## AUSGANGSTEXT
Doch inzwischen hat sich das Blatt gewendet. Die Grünen setzen auf
Regierungsbeteiligung und versuchen, ihre Anliegen in Koalitionen
durchzupauken. Das Volk aber folgt ihnen nicht immer. Besonders weh tat der
Partei die Volksblockade der von der grünen Senatorin Christa Goetsch mit
viel Herzblut entwickelten Schulreform, einem der wichtigsten Eckpfeiler
des schwarz-grünen Koalitionsvertrages in Hamburg. Der verlorene
Volksentscheid war für viele Grüne ein Schock und leitete das Ende der
ersten Ehe zwischen CDU und Grünen auf Länderebene ein.
Zwar treten die Grünen offiziell noch immer für eine Ausweitung der
Volksgesetzgebung ein, doch hinter vorgehaltener Hand hört man von
Parteifunktionären oft kritische Stimmen zu der Vision, dass das Volk
möglichst viel selbst entscheiden sollte. Die Liebe zur direkten Demokratie
scheint ein wenig erkaltet.
Ohnehin eignet sich das Instrument des Volksentscheids immer auch für
Parteien, die starke Stimmungen und Bewegungen in der Gesellschaft
repräsentieren, in den Parlamenten aber nicht als koalitions- und
mehrheitsfähig gelten. Was früher auf die Grünen zutraf, gilt heute mehr
als für jede andere Partei für die AfD. Kein Wunder, dass sich der
parlamentarische Arm der Pegida-Bewegung heute als Vorreiter der direkten
Demokratie versteht.

## VORLIEGENDE ANGABEN
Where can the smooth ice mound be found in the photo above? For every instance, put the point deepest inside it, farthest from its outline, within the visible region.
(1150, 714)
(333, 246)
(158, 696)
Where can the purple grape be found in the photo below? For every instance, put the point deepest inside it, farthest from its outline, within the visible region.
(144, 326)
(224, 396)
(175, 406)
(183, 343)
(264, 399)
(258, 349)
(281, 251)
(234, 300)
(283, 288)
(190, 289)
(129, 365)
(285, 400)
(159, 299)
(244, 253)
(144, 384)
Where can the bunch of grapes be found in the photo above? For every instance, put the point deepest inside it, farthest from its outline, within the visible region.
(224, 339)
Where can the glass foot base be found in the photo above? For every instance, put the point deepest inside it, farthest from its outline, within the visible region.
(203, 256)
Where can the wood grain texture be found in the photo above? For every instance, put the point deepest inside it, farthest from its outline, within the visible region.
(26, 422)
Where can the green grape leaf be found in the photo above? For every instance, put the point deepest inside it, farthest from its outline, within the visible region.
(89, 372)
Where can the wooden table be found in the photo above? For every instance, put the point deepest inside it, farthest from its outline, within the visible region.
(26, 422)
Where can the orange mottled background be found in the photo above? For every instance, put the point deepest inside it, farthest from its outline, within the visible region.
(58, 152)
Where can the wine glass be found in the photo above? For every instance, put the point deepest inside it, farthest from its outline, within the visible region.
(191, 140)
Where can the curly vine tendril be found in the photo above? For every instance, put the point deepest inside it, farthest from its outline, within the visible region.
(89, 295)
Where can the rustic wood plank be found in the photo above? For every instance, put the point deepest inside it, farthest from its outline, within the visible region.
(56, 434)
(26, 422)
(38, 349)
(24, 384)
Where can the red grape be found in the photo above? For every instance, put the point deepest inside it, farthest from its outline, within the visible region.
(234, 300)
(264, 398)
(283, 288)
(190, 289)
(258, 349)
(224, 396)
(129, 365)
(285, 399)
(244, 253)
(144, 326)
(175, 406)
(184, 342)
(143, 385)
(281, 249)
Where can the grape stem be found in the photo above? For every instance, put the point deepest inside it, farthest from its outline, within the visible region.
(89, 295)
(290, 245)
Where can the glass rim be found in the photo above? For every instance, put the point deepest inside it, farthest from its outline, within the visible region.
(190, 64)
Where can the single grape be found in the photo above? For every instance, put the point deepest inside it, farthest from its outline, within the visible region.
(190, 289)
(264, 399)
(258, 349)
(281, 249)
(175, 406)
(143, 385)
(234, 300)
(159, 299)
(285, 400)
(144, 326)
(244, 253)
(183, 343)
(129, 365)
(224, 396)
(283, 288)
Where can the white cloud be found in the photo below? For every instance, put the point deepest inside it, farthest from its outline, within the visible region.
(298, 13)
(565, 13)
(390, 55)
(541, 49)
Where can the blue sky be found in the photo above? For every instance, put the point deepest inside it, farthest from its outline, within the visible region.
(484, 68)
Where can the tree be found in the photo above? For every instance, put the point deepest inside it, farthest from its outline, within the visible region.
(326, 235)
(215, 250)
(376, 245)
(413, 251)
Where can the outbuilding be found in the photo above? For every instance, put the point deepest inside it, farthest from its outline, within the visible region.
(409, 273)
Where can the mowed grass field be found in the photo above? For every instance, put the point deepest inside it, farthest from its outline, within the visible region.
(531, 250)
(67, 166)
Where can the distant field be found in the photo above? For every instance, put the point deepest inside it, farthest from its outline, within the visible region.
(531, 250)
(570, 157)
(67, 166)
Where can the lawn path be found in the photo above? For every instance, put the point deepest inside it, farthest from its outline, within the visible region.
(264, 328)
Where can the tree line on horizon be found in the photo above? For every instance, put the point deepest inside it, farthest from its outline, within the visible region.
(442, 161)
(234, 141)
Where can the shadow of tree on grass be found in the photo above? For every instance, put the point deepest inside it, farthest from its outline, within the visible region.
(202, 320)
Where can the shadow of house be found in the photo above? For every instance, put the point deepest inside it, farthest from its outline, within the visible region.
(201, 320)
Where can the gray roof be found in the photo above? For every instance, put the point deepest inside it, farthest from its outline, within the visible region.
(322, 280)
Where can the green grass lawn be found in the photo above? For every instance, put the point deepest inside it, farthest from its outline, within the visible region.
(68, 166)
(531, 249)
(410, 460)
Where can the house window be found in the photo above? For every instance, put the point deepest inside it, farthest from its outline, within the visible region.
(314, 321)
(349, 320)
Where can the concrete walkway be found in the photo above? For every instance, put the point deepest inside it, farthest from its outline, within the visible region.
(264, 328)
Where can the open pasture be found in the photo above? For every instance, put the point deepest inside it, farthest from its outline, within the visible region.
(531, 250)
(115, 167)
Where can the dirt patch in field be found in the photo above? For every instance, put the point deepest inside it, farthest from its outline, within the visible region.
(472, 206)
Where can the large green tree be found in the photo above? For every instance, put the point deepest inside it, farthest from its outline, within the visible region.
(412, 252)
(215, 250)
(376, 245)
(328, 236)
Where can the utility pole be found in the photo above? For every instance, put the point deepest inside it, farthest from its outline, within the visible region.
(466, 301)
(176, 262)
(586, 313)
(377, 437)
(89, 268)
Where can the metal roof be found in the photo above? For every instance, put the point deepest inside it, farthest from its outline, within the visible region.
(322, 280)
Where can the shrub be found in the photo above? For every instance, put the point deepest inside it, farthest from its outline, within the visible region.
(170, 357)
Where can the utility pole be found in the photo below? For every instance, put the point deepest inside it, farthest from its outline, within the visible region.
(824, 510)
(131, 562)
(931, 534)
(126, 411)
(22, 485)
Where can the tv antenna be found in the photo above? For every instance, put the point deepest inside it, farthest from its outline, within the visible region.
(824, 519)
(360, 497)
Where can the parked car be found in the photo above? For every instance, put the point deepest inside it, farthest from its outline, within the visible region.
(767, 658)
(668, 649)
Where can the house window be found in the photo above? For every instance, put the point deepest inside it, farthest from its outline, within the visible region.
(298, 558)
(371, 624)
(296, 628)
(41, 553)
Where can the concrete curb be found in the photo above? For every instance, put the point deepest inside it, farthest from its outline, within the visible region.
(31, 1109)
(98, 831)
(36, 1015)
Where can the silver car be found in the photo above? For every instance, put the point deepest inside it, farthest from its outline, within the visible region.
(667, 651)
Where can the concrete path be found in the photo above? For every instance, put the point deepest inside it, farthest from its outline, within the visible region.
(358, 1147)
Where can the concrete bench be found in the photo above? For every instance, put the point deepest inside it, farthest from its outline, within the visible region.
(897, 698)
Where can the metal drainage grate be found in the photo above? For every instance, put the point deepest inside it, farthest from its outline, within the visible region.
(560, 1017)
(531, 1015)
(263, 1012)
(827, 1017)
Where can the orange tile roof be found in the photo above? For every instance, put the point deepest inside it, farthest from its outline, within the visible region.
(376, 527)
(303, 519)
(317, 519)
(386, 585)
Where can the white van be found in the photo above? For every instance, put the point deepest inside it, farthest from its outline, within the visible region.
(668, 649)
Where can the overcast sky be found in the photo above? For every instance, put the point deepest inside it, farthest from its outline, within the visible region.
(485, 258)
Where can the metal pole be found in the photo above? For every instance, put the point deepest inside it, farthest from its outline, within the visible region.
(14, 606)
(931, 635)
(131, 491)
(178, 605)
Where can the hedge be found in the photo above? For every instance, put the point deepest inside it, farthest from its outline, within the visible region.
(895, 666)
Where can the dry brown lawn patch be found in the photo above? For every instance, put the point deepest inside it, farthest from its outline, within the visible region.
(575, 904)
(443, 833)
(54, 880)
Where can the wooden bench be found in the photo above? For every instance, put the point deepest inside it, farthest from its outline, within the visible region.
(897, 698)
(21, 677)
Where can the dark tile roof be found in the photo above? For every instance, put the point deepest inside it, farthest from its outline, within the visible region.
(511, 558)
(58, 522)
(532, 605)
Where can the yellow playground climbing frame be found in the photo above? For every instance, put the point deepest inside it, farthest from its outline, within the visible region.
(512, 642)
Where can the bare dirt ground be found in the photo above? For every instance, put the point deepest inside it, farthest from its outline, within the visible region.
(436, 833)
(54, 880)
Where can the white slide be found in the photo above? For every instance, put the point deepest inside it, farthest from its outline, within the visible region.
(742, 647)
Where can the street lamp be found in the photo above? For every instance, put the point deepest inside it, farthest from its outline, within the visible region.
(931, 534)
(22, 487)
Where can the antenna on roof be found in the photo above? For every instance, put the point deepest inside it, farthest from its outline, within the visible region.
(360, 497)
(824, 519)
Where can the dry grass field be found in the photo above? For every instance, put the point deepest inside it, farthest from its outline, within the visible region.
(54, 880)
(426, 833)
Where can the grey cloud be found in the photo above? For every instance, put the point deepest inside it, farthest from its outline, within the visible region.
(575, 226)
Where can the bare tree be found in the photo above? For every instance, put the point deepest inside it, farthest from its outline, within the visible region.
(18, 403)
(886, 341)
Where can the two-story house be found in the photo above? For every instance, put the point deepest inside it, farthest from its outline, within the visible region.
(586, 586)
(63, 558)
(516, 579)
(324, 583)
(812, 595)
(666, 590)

## ZIEL DER AUFGABE
Überarbeite den Abschnitt des Ausgangstexts, der mit „Zwar treten die“ beginnt und mit „ein wenig erkaltet.“ endet: Ersetze darin „Parteifunktionären“ durch „Parteimitgliedern“, und gib den ganzen Abschnitt wieder. Die Datensätze spielen hierfür keine Rolle.

## ANTWORT ZUR AUFGABE
Zwar treten die Grünen offiziell noch immer für eine Ausweitung der
Volksgesetzgebung ein, doch hinter vorgehaltener Hand hört man von
Parteimitgliedern oft kritische Stimmen zu der Vision, dass das Volk
möglichst viel selbst entscheiden sollte. Die Liebe zur direkten Demokratie
scheint ein wenig erkaltet.